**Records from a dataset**
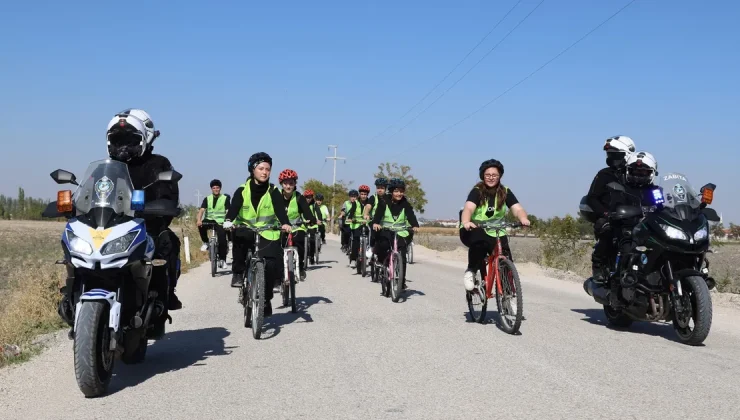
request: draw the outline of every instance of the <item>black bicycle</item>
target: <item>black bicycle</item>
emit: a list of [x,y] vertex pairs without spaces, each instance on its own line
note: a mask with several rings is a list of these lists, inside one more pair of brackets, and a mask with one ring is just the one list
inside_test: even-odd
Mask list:
[[218,235],[216,234],[216,226],[218,224],[206,222],[202,225],[208,229],[208,259],[211,260],[211,277],[216,277],[216,272],[218,271]]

**Directions**
Every line above that includes the word "item" should be listed.

**Written answer**
request: draw the outline of every instance of the <item>black bicycle</item>
target: <item>black bicycle</item>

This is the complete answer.